"""

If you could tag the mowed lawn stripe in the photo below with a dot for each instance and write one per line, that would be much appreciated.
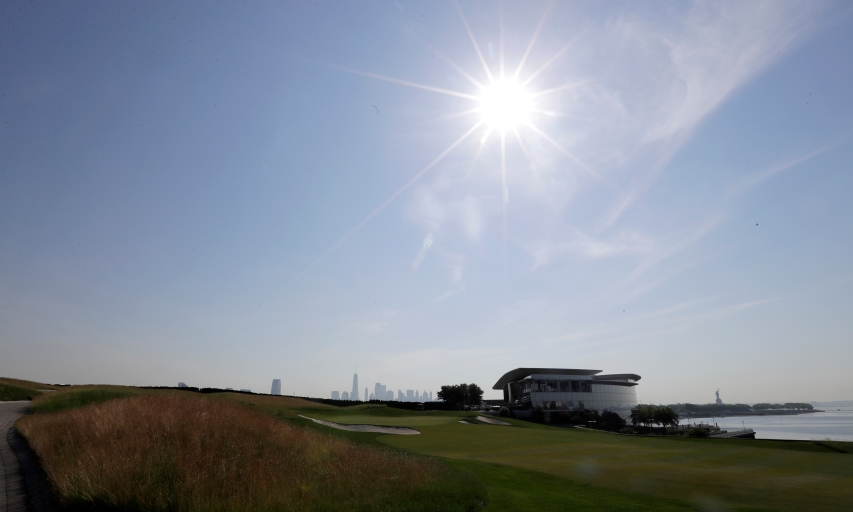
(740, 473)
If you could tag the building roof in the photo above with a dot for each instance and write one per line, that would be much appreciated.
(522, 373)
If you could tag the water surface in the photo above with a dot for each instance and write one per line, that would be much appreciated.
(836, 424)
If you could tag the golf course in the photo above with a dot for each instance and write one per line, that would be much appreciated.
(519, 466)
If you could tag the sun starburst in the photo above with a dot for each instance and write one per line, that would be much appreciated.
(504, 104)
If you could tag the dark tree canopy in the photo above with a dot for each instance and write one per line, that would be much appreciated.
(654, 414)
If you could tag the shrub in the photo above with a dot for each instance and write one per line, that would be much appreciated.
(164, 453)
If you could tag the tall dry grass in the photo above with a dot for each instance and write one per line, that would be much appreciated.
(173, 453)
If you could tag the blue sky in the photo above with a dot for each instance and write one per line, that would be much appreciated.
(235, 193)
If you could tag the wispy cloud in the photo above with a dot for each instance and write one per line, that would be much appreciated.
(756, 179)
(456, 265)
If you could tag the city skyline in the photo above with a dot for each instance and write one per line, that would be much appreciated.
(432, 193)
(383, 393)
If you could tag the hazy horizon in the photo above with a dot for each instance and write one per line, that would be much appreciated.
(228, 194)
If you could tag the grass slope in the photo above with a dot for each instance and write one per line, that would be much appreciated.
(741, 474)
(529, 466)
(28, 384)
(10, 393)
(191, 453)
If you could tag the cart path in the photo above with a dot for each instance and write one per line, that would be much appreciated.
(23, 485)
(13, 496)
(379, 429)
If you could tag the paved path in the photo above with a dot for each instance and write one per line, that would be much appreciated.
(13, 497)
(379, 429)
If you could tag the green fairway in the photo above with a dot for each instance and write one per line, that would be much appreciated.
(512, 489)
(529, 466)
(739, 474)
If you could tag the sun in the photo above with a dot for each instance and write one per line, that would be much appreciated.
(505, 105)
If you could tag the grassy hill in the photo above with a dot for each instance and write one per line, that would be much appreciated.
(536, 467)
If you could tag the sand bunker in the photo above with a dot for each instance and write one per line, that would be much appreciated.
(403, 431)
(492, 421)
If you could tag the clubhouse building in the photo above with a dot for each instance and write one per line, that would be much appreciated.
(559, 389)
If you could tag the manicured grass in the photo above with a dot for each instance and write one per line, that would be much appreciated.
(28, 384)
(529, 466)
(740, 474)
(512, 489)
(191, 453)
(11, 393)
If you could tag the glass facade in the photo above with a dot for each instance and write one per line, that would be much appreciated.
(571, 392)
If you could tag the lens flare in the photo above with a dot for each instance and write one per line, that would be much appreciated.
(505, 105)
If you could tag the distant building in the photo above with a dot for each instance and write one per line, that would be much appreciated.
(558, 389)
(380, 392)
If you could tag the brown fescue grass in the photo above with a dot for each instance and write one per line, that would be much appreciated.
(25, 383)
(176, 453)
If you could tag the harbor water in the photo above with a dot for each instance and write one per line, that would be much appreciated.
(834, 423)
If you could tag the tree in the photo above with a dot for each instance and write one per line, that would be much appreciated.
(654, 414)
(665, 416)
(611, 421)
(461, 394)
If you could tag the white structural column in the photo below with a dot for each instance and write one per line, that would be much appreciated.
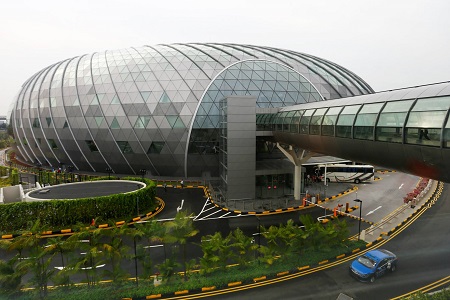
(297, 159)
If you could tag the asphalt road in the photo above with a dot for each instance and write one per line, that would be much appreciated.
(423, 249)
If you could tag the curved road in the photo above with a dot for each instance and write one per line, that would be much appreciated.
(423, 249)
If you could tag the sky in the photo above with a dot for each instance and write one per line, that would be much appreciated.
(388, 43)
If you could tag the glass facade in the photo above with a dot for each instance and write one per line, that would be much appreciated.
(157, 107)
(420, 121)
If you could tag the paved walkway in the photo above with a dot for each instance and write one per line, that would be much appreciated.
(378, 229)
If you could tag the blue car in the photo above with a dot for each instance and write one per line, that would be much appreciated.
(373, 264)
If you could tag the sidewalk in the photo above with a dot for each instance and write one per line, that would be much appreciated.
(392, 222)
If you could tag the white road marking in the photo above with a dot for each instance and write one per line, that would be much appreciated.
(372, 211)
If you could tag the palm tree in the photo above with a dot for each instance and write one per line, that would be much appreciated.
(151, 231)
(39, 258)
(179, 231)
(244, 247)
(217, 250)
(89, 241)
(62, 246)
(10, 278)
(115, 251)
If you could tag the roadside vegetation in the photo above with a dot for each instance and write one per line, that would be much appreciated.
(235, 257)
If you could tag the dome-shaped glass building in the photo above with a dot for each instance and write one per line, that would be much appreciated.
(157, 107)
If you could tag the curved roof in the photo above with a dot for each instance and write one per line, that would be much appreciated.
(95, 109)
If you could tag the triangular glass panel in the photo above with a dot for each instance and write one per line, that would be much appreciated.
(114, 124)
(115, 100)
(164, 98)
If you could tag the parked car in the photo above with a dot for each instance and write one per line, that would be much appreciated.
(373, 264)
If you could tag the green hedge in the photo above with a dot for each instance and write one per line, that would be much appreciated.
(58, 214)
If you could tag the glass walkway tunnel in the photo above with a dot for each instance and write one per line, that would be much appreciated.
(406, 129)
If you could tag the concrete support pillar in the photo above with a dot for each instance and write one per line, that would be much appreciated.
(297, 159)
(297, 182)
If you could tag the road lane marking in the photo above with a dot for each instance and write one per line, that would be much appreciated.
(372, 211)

"""

Extract every line from the one containing "If you could tag the roadside" to the end of the entries, including both of those lines, exactly as given and with nothing added.

If you could tag the roadside vegetation in the photo above with a dot for each instance and write one per line, that would be much appreciated.
(235, 257)
If you could tag the dome-shaped glass building in the photo above with a dot for each instance and write one per line, that would be much appreciated.
(157, 107)
If you could tag the curved roof in the photo above with a dot for each instance and write one per line, that would be much appreciated.
(95, 109)
If you could tag the triangular glass panel in the photo above with a dot for each instance and write one per line, that would be much appreciated.
(114, 124)
(115, 100)
(164, 98)
If you could tag the parked car in the photo above with a dot for each instance and write one per line, that would be much appreciated.
(373, 264)
If you could tag the green hedge in the photo above with a dot for each instance and write one per line, that would be much appreciated.
(58, 214)
If you could tag the glass walkway tunnel in the photo above with a dot for each instance and write one per line, that would be much appreciated.
(406, 129)
If you could tag the concrete support pillar in the photo above with a dot for each instance and write one per line, that would be much appreciated.
(297, 159)
(297, 182)
If you could tag the road lane marking in the photo above with a dot for each instance and write one per line, that would be much appreciated.
(372, 211)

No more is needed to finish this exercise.